Extracted entries START

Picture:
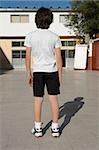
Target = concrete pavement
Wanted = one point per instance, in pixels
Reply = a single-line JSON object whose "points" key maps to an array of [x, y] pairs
{"points": [[79, 113]]}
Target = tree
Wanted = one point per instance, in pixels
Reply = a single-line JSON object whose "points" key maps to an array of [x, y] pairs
{"points": [[85, 18]]}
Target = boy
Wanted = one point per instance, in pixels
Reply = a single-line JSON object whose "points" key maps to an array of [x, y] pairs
{"points": [[47, 68]]}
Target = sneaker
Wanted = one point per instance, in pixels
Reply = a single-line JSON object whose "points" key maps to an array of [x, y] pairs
{"points": [[55, 132], [37, 132]]}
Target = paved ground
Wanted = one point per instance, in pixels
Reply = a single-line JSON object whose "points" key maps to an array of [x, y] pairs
{"points": [[79, 113]]}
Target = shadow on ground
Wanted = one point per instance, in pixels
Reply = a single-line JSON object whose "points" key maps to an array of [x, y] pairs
{"points": [[67, 110]]}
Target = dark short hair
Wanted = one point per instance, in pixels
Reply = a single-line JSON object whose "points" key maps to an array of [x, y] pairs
{"points": [[43, 18]]}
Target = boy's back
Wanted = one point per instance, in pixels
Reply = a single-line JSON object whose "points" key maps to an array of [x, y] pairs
{"points": [[43, 43]]}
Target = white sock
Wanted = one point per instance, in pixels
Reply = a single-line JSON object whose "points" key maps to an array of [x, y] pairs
{"points": [[54, 125], [37, 124]]}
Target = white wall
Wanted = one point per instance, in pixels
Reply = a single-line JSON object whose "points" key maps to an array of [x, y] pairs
{"points": [[21, 29]]}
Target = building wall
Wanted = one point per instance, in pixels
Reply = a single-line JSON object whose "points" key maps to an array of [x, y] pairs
{"points": [[11, 30], [21, 29]]}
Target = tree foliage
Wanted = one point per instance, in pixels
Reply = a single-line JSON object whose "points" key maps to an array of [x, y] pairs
{"points": [[86, 16]]}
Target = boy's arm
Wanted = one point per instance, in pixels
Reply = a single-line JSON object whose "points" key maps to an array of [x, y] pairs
{"points": [[28, 64], [59, 63]]}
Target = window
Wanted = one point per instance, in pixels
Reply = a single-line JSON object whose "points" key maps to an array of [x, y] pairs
{"points": [[19, 18], [15, 54], [71, 53], [64, 19], [17, 43], [64, 43], [18, 54], [71, 43], [68, 43]]}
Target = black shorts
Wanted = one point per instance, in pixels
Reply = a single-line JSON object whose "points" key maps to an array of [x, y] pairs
{"points": [[51, 80]]}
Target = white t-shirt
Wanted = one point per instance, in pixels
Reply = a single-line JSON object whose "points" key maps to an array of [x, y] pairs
{"points": [[43, 43]]}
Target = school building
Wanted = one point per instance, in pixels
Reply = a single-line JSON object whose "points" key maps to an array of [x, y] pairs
{"points": [[16, 23]]}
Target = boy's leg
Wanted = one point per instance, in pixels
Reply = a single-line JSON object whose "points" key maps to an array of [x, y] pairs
{"points": [[37, 108], [53, 99]]}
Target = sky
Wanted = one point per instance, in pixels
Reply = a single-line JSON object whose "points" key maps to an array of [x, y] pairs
{"points": [[34, 3]]}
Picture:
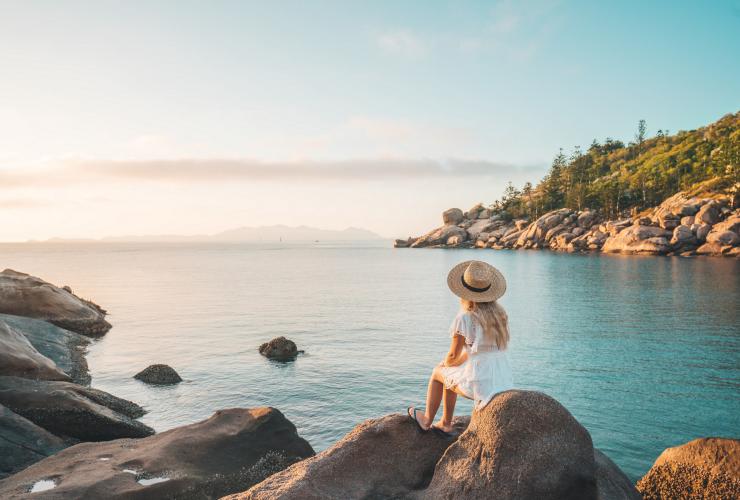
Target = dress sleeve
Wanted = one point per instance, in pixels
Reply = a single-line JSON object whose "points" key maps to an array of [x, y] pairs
{"points": [[463, 325]]}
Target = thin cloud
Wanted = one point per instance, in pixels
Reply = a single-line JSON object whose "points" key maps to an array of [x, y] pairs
{"points": [[237, 170]]}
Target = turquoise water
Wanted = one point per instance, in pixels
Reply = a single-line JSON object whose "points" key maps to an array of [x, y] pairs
{"points": [[645, 352]]}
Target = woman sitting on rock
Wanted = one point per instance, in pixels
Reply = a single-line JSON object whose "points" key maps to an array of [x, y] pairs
{"points": [[476, 366]]}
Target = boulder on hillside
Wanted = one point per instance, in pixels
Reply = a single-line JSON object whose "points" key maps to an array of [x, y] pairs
{"points": [[66, 349], [67, 409], [25, 295], [228, 452], [22, 443], [280, 349], [708, 213], [452, 216], [159, 375], [639, 239], [388, 457], [19, 358], [523, 444], [702, 468]]}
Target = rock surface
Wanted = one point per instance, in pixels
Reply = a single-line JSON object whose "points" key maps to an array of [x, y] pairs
{"points": [[25, 295], [67, 409], [523, 444], [677, 226], [66, 349], [279, 348], [228, 452], [702, 468], [22, 443], [159, 375], [20, 359], [386, 457], [612, 483]]}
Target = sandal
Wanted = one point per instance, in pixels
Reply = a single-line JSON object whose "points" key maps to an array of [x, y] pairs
{"points": [[411, 412]]}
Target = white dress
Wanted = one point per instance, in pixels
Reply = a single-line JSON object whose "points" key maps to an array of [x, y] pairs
{"points": [[486, 371]]}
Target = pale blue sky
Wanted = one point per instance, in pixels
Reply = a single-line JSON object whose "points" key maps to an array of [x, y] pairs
{"points": [[297, 92]]}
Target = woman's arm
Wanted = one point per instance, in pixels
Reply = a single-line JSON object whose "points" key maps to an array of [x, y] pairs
{"points": [[456, 355]]}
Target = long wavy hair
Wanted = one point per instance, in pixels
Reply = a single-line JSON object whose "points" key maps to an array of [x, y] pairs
{"points": [[493, 320]]}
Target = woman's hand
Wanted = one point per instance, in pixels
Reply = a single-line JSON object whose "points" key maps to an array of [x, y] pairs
{"points": [[456, 355]]}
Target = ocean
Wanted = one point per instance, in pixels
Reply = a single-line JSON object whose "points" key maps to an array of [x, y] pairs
{"points": [[643, 351]]}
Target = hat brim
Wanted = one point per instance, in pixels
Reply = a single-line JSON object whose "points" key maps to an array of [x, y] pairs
{"points": [[455, 282]]}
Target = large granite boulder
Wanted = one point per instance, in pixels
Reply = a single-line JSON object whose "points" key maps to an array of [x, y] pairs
{"points": [[452, 216], [25, 295], [702, 468], [639, 239], [226, 453], [440, 236], [67, 409], [66, 349], [537, 231], [20, 359], [386, 457], [159, 375], [523, 444], [22, 443]]}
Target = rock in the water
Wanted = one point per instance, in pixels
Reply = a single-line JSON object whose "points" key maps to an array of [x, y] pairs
{"points": [[25, 295], [66, 349], [280, 349], [67, 409], [522, 445], [613, 484], [19, 358], [226, 453], [159, 375], [22, 443], [452, 216], [386, 457], [639, 239], [702, 468]]}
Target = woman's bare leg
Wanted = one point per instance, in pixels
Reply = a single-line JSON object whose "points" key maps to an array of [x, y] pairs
{"points": [[434, 396]]}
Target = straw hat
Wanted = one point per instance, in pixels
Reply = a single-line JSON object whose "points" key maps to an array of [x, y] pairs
{"points": [[477, 281]]}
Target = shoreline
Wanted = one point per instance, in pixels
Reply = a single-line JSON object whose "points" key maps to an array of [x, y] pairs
{"points": [[682, 225]]}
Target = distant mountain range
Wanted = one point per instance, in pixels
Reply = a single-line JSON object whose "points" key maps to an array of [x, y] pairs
{"points": [[266, 234]]}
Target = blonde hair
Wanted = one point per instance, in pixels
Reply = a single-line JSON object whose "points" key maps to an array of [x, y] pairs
{"points": [[493, 320]]}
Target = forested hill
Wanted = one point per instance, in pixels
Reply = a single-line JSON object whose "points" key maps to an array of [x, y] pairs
{"points": [[616, 178]]}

Extracted entries END

Task brief ▸
None of the pictures belong in the copy; transcribe the rest of the data exactly.

Expected answer ▸
Picture:
Target = concrete pavement
Wanted = one point per instance, in pixels
Reply = a single-line JSON object whose "points" key maps to an array of [x, y] pairs
{"points": [[79, 113]]}
Target = tree
Wanted = one point per instance, in pixels
Reply = a single-line JSON object whose "points" key maps to an array of [x, y] pairs
{"points": [[85, 18]]}
Target = boy
Wanted = one point per instance, in pixels
Reply = a single-line JSON object whose "points" key maps to an array of [x, y] pairs
{"points": [[47, 68]]}
Target = sneaker
Wanted = one point per instance, in pixels
Reply = a single-line JSON object whose "points" key maps to an array of [x, y] pairs
{"points": [[55, 132], [37, 132]]}
Target = paved ground
Wanted = one point per instance, in pixels
Reply = a single-line JSON object whose "points" key maps to an array of [x, y] pairs
{"points": [[79, 113]]}
Target = shadow on ground
Wanted = one point per instance, in pixels
Reply = a single-line JSON object whose "points" key maps to an array of [x, y] pairs
{"points": [[67, 110]]}
Target = dark short hair
Wanted = one point per instance, in pixels
Reply = a single-line JSON object whose "points" key maps to an array of [x, y] pairs
{"points": [[43, 18]]}
Target = boy's back
Wanted = one point per instance, in pixels
Reply = a single-line JSON object whose "points" key maps to an array of [x, y] pairs
{"points": [[43, 43]]}
Target = white sock
Wanted = one point per instance, in pixels
Reply = a single-line JSON object whose "points" key maps to an array of [x, y] pairs
{"points": [[54, 125], [37, 124]]}
Target = white wall
Wanted = one point per instance, in pixels
Reply = a single-line JSON object whose "points" key maps to an array of [x, y] pairs
{"points": [[21, 29]]}
Target = building wall
Wanted = one point per instance, in pixels
Reply = a single-line JSON object whose "points" key maps to an array of [x, y] pairs
{"points": [[11, 30], [21, 29]]}
Target = tree foliage
Wanted = one point per instance, in pixels
Reply = a single-line JSON object whose "points" key maps to an array of [x, y] pairs
{"points": [[86, 16]]}
Target = boy's arm
Wanted = one point per instance, in pixels
Reply = a single-line JSON object whose "points" key maps to an array of [x, y] pairs
{"points": [[28, 64], [59, 63]]}
Target = window
Wanted = one point per instance, in pixels
Reply = a single-line JSON object whose "points" key maps to an array of [x, y] pairs
{"points": [[19, 18], [15, 54], [71, 53], [64, 19], [17, 43], [64, 43], [18, 54], [71, 43], [68, 43]]}
Target = black shorts
Wanted = one point per instance, in pixels
Reply = a single-line JSON object whose "points" key maps to an array of [x, y] pairs
{"points": [[51, 80]]}
Target = white t-shirt
Wanted = one point per instance, in pixels
Reply = a single-line JSON object whose "points" key maps to an array of [x, y] pairs
{"points": [[43, 43]]}
Target = school building
Wanted = one point per instance, in pixels
Reply = a single-line JSON object whose "points" key maps to an array of [x, y] pairs
{"points": [[16, 23]]}
Target = boy's leg
Wanted = one point per instance, in pixels
Reply = a single-line JSON object whose "points" key maps to an array of [x, y] pairs
{"points": [[37, 108], [53, 99]]}
Target = sky
Wanted = one point per instance, in pixels
Reply = a single-line JSON object whose "points" key maps to an array of [x, y] pairs
{"points": [[34, 3]]}
Picture:
Target = dress sleeve
Wanted = one point per instance, in pixels
Reply = a single-line JSON object whose "points" key maps to an array of [x, y] pairs
{"points": [[463, 325]]}
Target = thin cloud
Wanted = one point per instance, in pixels
Reply = a single-line JSON object whose "points" key maps to an array of [x, y] pairs
{"points": [[237, 170]]}
Target = turquoise water
Wanted = one point per instance, in pixels
Reply = a single-line JSON object whose "points" key maps to an array of [x, y] pairs
{"points": [[645, 352]]}
Target = woman sitting on rock
Wanted = one point per instance, in pixels
Reply = a single-line JSON object whose "points" key maps to an array of [x, y] pairs
{"points": [[476, 366]]}
Target = boulder on hillside
Wanted = one point per instance, in pixels
Reply = a single-line JSON object whose "points" key maps to an array of [x, y] pairs
{"points": [[66, 349], [67, 409], [25, 295], [228, 452], [22, 443], [280, 349], [708, 213], [452, 216], [159, 375], [639, 239], [388, 457], [19, 358], [523, 444], [702, 468]]}
Target = rock surface
Wanted = one point per instance, in pixels
Reply = a single-line JSON object whose "points" key maps to an array of [x, y] pairs
{"points": [[25, 295], [67, 409], [523, 444], [677, 226], [66, 349], [279, 348], [228, 452], [702, 468], [22, 443], [159, 375], [20, 359], [386, 457], [612, 483]]}
Target = sandal
Wanted = one point per instance, in pixels
Reply = a single-line JSON object whose "points" key maps to an array of [x, y] pairs
{"points": [[411, 412]]}
Target = white dress
Wanted = one point per instance, in pixels
Reply = a single-line JSON object whose "points" key maps to an array of [x, y] pairs
{"points": [[486, 371]]}
Target = pale blue sky
Wanted = one point per instance, in pixels
Reply = a single-line JSON object whose "points" key maps to an array of [x, y] pairs
{"points": [[297, 92]]}
Target = woman's arm
Wanted = one point per instance, in pixels
Reply = a single-line JSON object whose "points" key maps to an array of [x, y] pairs
{"points": [[456, 355]]}
Target = long wavy hair
Wanted = one point per instance, in pixels
Reply = a single-line JSON object whose "points" key maps to an array of [x, y] pairs
{"points": [[493, 320]]}
Target = woman's hand
Wanted = one point per instance, in pixels
Reply = a single-line JSON object whose "points" key maps to an array of [x, y] pairs
{"points": [[456, 355]]}
Target = ocean
Wanted = one point per instance, in pixels
Reply = a single-line JSON object whose "points" key maps to an array of [x, y] pairs
{"points": [[643, 351]]}
Target = hat brim
Wanted = one point per instance, in pixels
Reply = a single-line JSON object whose "points" key maps to an array of [x, y] pairs
{"points": [[455, 282]]}
Target = large granite boulder
Wanted = one point per instance, in pixels
Reply = a single-line JSON object whose "points" key maps to an array of [x, y] pairs
{"points": [[452, 216], [25, 295], [702, 468], [639, 239], [226, 453], [440, 236], [67, 409], [66, 349], [537, 231], [20, 359], [386, 457], [159, 375], [523, 444], [22, 443]]}
Target = rock in the water
Wanted = one point per instance, in pixels
Reply = a single-line JSON object whose "points" key maps to an array of [x, y] pairs
{"points": [[25, 295], [66, 349], [280, 349], [67, 409], [522, 445], [613, 484], [19, 358], [226, 453], [159, 375], [22, 443], [452, 216], [386, 457], [639, 239], [702, 468]]}
Target = woman's bare leg
Wanted = one point per instance, in pixels
Reply = a single-line JSON object whose "points" key maps to an array of [x, y] pairs
{"points": [[434, 396]]}
Target = straw hat
Wanted = one point per instance, in pixels
Reply = a single-line JSON object whose "points" key maps to an array of [x, y] pairs
{"points": [[477, 281]]}
Target = shoreline
Wanted = one point per instance, in pixels
Reply = a single-line JSON object whose "points" key maps to an array of [x, y] pairs
{"points": [[682, 225]]}
Target = distant mountain range
Wanted = one point per instance, in pixels
Reply = a single-line JSON object whose "points" key maps to an array of [x, y] pairs
{"points": [[266, 234]]}
Target = blonde hair
Wanted = one point per instance, in pixels
Reply = a single-line JSON object whose "points" key maps to an array of [x, y] pairs
{"points": [[493, 320]]}
Target = forested hill
Wanted = one point per instance, in pixels
Reply = a single-line JSON object whose "points" key maps to an array of [x, y] pairs
{"points": [[616, 178]]}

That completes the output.